═════ SOURCE DOCUMENT ═════

LaurenF - 4 out of 5
That extra gold (compared to Winds of Winter) on a 2-claim plots is so sweet. The power discard doesn’t seem like much of a downside, especially when you could get is back plus one when you make your power challenge.
A Song of Summer (19 Total Points)

Barnie25 - 4 out of 5
This plot will be very interesting for swarm decks and LotC decks. It will be a mainstay in Summer orientated decks I imagine for the foreseeable future.
emptyrepublic - 4 out of 5
A perfectly good generic plot that might replace Noble Cause (depending on deck builds). Even though a Winter plot revealed turns off the +1 to characters it’s likely your Summer trait is turning off stuff on their side.
OKTarg - 4 out of 5
I wish it was 5-5-1 for the nostalgia, but I’ll still likely play this quite a bit. Nice gold and a good effect for pushing Put to the Sword, which I play a lot. Would you rather have the STR boost or the claim reduction from Calm? If you have to think about it, that means this plot is good and has its place since Calm is in tons of decks.

═════ RECORDS ═════

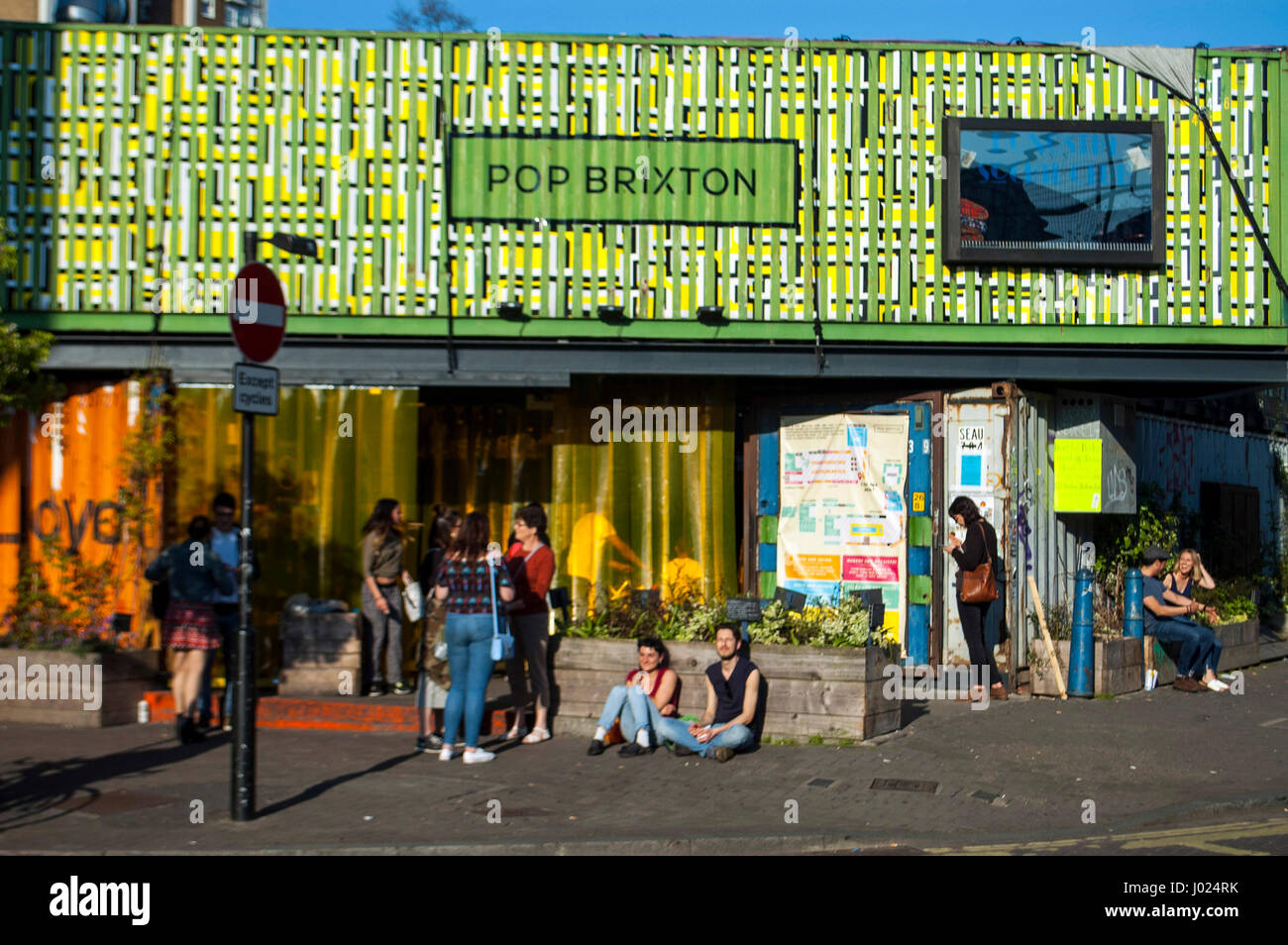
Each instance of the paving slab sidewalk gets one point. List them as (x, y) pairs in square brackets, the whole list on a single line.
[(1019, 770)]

═════
═════ RECORDS ═════

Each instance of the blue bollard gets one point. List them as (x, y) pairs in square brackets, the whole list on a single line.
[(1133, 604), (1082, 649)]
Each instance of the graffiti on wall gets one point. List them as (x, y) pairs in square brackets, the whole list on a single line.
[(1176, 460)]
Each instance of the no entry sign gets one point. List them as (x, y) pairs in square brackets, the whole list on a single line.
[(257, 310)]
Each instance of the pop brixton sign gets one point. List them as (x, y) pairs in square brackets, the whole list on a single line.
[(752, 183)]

═════

__WRITTEN TASK 1__
Copy word for word the part of the card reviews that opens with the words containing "Barnie25 - 4" and closes with "tons of decks.".
__WRITTEN TASK 2__
Quote the lines of the listing that run from the line containing "Each instance of the no" through the line containing "[(752, 183)]".
The listing is unrelated to the card reviews.

__REPLY 1__
Barnie25 - 4 out of 5
This plot will be very interesting for swarm decks and LotC decks. It will be a mainstay in Summer orientated decks I imagine for the foreseeable future.
emptyrepublic - 4 out of 5
A perfectly good generic plot that might replace Noble Cause (depending on deck builds). Even though a Winter plot revealed turns off the +1 to characters it’s likely your Summer trait is turning off stuff on their side.
OKTarg - 4 out of 5
I wish it was 5-5-1 for the nostalgia, but I’ll still likely play this quite a bit. Nice gold and a good effect for pushing Put to the Sword, which I play a lot. Would you rather have the STR boost or the claim reduction from Calm? If you have to think about it, that means this plot is good and has its place since Calm is in tons of decks.

__REPLY 2__
Each instance of the no entry sign gets one point. List them as (x, y) pairs in square brackets, the whole list on a single line.
[(257, 310)]
Each instance of the pop brixton sign gets one point. List them as (x, y) pairs in square brackets, the whole list on a single line.
[(752, 183)]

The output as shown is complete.